#### WHAT IS REQUIRED:
Write out every entry word for word.

#### RECORDED INFORMATION:
↓
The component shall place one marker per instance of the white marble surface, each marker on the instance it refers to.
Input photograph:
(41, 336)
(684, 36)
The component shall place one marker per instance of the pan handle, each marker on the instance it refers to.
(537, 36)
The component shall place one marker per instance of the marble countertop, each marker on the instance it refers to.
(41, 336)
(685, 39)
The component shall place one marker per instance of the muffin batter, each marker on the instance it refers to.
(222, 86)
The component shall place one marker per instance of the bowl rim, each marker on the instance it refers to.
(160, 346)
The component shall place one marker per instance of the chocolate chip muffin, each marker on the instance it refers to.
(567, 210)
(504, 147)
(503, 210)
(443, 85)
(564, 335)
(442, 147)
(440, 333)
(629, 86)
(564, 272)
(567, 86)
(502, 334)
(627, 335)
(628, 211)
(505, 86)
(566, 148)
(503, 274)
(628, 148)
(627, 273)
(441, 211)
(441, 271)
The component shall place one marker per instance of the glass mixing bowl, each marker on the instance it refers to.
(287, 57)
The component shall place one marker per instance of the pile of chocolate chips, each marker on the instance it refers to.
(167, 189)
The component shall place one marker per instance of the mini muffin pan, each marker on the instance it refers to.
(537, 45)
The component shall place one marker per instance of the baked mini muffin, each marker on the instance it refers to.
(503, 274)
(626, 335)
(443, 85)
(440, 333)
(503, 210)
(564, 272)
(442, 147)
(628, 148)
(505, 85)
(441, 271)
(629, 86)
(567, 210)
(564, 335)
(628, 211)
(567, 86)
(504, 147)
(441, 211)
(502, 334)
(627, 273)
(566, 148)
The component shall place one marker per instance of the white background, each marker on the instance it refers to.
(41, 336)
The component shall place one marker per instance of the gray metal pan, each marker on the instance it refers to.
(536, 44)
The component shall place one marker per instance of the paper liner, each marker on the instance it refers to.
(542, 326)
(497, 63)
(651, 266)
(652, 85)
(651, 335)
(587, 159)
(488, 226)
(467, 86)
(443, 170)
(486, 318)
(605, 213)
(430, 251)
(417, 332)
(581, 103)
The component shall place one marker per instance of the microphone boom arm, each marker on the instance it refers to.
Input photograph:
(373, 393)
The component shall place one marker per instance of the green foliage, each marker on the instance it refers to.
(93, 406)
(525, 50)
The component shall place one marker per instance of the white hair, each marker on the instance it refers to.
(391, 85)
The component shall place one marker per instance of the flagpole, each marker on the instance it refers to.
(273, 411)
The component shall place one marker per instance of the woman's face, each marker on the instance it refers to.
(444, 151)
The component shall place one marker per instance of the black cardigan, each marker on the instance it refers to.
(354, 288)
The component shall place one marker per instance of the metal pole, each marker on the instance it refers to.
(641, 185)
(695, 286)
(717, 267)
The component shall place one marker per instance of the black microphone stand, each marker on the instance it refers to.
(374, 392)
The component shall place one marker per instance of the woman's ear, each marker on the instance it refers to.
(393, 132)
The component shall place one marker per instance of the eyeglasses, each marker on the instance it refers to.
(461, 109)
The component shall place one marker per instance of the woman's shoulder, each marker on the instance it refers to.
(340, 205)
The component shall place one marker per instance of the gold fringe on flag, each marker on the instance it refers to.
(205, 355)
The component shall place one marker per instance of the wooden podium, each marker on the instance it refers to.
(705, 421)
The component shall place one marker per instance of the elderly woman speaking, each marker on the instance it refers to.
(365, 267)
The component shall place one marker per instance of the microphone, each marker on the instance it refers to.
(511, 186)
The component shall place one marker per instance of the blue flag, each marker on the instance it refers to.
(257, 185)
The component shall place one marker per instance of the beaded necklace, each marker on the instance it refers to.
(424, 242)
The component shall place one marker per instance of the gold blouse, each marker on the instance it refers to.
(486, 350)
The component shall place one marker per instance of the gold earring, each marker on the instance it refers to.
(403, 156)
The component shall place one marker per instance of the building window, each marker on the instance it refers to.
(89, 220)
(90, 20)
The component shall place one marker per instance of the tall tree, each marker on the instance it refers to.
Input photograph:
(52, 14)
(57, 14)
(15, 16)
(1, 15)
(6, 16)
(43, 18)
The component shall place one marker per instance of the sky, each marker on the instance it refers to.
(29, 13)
↑
#### ANSWER IN FULL:
The component shall place one marker per instance of the white marble surface, each marker on the instance it refers to.
Input photograph:
(41, 336)
(684, 36)
The component shall place one marker per instance of the pan handle, each marker on the instance it refers to.
(537, 36)
The component shall place one marker per instance of the marble countertop, each marker on the instance it refers to.
(41, 336)
(685, 39)
The component shall place one marker per instance of the muffin batter, each marker on the instance it refers to.
(222, 86)
The component shall place one marker per instance of the bowl rim, each marker on the instance it refers to.
(160, 346)
The component shall place one marker per instance of the chocolate chip muffin, each marker on the instance it refers to.
(567, 210)
(504, 147)
(503, 210)
(443, 85)
(564, 335)
(442, 147)
(440, 333)
(629, 86)
(564, 272)
(567, 86)
(502, 334)
(627, 335)
(628, 211)
(505, 86)
(566, 148)
(503, 274)
(628, 148)
(627, 273)
(441, 211)
(441, 271)
The component shall place one marker per instance of the glass mixing bowl, each marker on the instance it refers to.
(287, 57)
The component shall place one marker per instance of the pile of chocolate chips, each marker on the instance it refers to.
(167, 189)
The component shall place one marker per instance of the mini muffin pan, each marker on the instance it refers to.
(537, 45)
The component shall place one marker per instance of the baked mini muffin, each marker on the instance it refers to.
(503, 274)
(626, 335)
(443, 85)
(440, 333)
(503, 210)
(564, 272)
(442, 147)
(628, 148)
(505, 85)
(441, 271)
(629, 86)
(567, 210)
(564, 335)
(628, 211)
(567, 86)
(504, 147)
(441, 211)
(502, 334)
(627, 273)
(566, 148)
The component shall place one marker per instance of the white background, each marker on the instance it refers to.
(41, 336)
The component shall place one marker per instance of the gray metal pan, each marker on the instance it refers to.
(536, 44)
The component shall place one marker per instance of the paper liner, each marker on the instance it refers to.
(542, 326)
(497, 63)
(651, 266)
(652, 85)
(651, 335)
(587, 159)
(488, 226)
(467, 86)
(443, 170)
(486, 318)
(605, 213)
(430, 251)
(417, 332)
(581, 103)
The component shall place one marker per instance of the microphone boom arm, each marker on the instance it refers to.
Input photograph:
(373, 393)
The component shall place one marker per instance of the green foliage, each marker on the instance it refers to.
(93, 406)
(525, 50)
The component shall place one marker per instance of the white hair, each marker on the instance it refers to.
(391, 85)
The component shall place one marker per instance of the flagpole, each marker on the instance it refers to.
(273, 411)
The component shall place one marker per instance of the woman's face, each marker on the instance it refers to.
(444, 151)
The component shall place one marker per instance of the black cardigan, each marker on the instance it refers to.
(354, 288)
The component shall place one marker per instance of the metal pole, each marker on the instance it refers to.
(641, 185)
(695, 286)
(717, 267)
The component shall place one marker per instance of the black microphone stand, each marker on the instance it refers to.
(374, 392)
The component shall place one marker per instance of the woman's ear, each marker on the instance it refers to.
(393, 132)
The component shall place one marker per instance of the eyeglasses, each marker on the instance it refers to.
(461, 109)
The component shall place one marker per instance of the woman's shoulder, each marker on the instance it refers to.
(340, 205)
The component shall place one marker per instance of the gold fringe on flag, each marker on the instance it refers to.
(205, 355)
The component shall place one marker per instance of the wooden podium, each marker on the instance it refers to.
(705, 421)
The component shall place one marker per instance of the elderly woman speaking, each marker on the instance it refers to.
(365, 267)
The component shall place one marker per instance of the microphone, each marker on the instance it refers to.
(511, 186)
The component shall place one marker per instance of the blue flag, each marker on the instance it refers to.
(257, 185)
The component shall place one marker per instance of the beaded necklace, each marker on the instance it refers to.
(424, 242)
The component shall place one marker per instance of the gold blouse, each marker on the instance it refers to.
(486, 350)
The component shall place one marker per instance of the gold earring, each marker on the instance it refers to.
(403, 156)
The component shall place one marker per instance of the building window, each marker on the instance it refers to.
(89, 220)
(90, 20)
The component shall place one marker per instance of the tall tree, each marker on the instance it refers to.
Input photograph:
(52, 14)
(57, 14)
(15, 16)
(1, 15)
(6, 16)
(43, 18)
The component shall place one marker per instance of the sky, each marker on the instance it refers to.
(29, 13)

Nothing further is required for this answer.